=== EXCERPT PROVIDED ===
Three Chimneys presents Good News Friday: CANTER Kentucky Making New Strides - Horse Racing News | Paulick Report

Three Chimneys presents Good News Friday: CANTER Kentucky Making New Strides

Trainer Stephanie Calendrillo aboard star eventer, Nico

The Communication Alliance for Networking Thoroughbred Ex-Racehorses' Kentucky division took its operation to a new level this month when it opened its first official retraining facility in Georgetown. For both CANTER Kentucky executive director Amanda Graham and trainer Stephanie Calendrillo, the event marks the realization of long-term goals.

Graham has been saving money to open the chapter's own facility and retraining center since launching the Kentucky division of CANTER in November 2009. Currently, CANTER lists horses for sale by their trainers on its website and works to find placements for donated horses via 10 regional divisions. Until now, CANTER-owned horses were boarded and trained by volunteers wherever there was space for them across the state.
=== RECORDS SHOWN ===
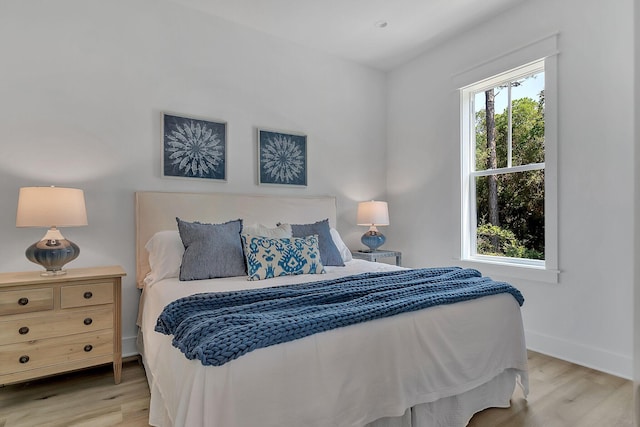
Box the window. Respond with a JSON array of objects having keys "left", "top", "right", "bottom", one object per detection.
[
  {"left": 453, "top": 33, "right": 559, "bottom": 283},
  {"left": 463, "top": 61, "right": 545, "bottom": 266}
]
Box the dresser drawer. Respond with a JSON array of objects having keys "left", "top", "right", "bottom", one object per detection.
[
  {"left": 0, "top": 288, "right": 53, "bottom": 316},
  {"left": 0, "top": 330, "right": 113, "bottom": 375},
  {"left": 60, "top": 282, "right": 113, "bottom": 308},
  {"left": 0, "top": 307, "right": 113, "bottom": 344}
]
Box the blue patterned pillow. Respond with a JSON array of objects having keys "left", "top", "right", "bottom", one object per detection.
[
  {"left": 291, "top": 219, "right": 344, "bottom": 267},
  {"left": 242, "top": 234, "right": 325, "bottom": 280}
]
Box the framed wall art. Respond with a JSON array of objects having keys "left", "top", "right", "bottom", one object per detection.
[
  {"left": 258, "top": 129, "right": 307, "bottom": 186},
  {"left": 161, "top": 113, "right": 227, "bottom": 181}
]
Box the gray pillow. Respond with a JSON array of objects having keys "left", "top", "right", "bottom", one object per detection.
[
  {"left": 176, "top": 218, "right": 247, "bottom": 280},
  {"left": 291, "top": 219, "right": 344, "bottom": 267}
]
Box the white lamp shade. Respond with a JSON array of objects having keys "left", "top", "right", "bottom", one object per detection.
[
  {"left": 357, "top": 200, "right": 389, "bottom": 226},
  {"left": 16, "top": 187, "right": 87, "bottom": 227}
]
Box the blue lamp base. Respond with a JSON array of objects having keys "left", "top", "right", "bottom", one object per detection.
===
* EXERCISE REQUIREMENTS *
Answer these from the CANTER Kentucky article:
1. In which town did CANTER Kentucky open its first official retraining facility?
2. In what month and year was the Kentucky division of CANTER launched?
3. Through how many regional divisions does CANTER work to find placements for donated horses?

* EXPECTED ANSWER *
1. Georgetown
2. November 2009
3. 10